• Reading text
##############################
Tuesday 23 April 2013

A Quick Change of Plan (and a couple of quick projects!) Part 3 and a bit - Fences

Good fences make good neighbours they say, but to be honest I'm not sure that any of these sort of fences are proof against neighbours, not if those neighbours are Saxon or Pictish raiders.

The Dux Brittaniarum rules call for eight inches of fences for a village. I think the best way is to make a series of short pieces, say three to four inches each, and make three or four pieces.

The bases here are 2mm MDF, which is not always the easiest stuff to get hold of, but Jackson's Art usually carries it in various sizes in their mount boards section. A narrow strip of wood, chamfered with a plane, gets glued down to the centre. This gives something for the fence posts to sit in while not making the fence so wide that any mini's are miles back from it. Plus it make the base of the hedge wide enough to retain a decent level of stability on the table.
##############################
• Collected material
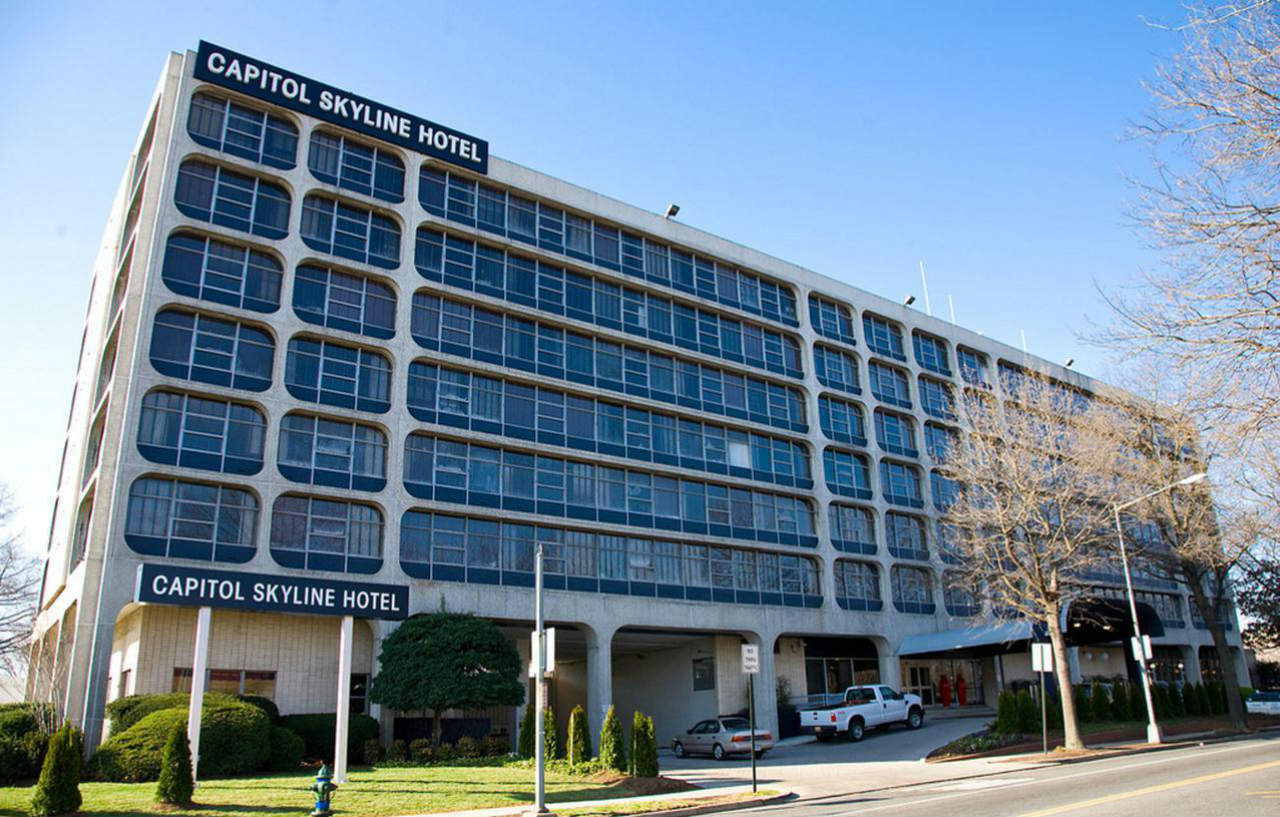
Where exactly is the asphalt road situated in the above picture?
[753,735,1280,817]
##############################
• Written request A
According to the fence-making post, what are the bases made of?
• Written request B
Pick up the fence-making post after its final sentence and keep it going.

• Right answer A
2mm MDF.

• Right answer B
Bases, common to all

The first bit of fence is made the same way as the pig sty fence here, with cocktail stick posts and MIG wire woven through. I made two four inch sections. This is the sort of fencing that might be put in quickly as a temporary fix, so short sections give some versatility. This is quick and easy but only moderately robust - the cocktail sticks don't give a lot of strength. If this bothers you use the variations below.

 Woven timber fence - entry level!

The second bit is a post and rail fence made by gluing sections of bamboo skewer into holes in the base. The rails are made from bamboo skewers split lengthways. The post structure is stronger, but the rails can become detached (just like the real thing actually). A single eight inch section of this represents the baseline sort of fencing you might find.

Post and rail - a little more up market!

The third piece uses bamboo skewer for posts, with some 2mm balsa superglued horizontally between them. Two pieces, one about 5mm above the ground level, one 5mm below the top. Then loads and loads of 1-2mm wide balsa strips glued vertically between them. This looks very smart and might well be the early Medieval equivalent of remote-control gates, but it does take longer (much longer) to construct. Since this is a bit posh and pricey, there's only a six inch length (perhaps to go near the church?).

Picket fence - very particular!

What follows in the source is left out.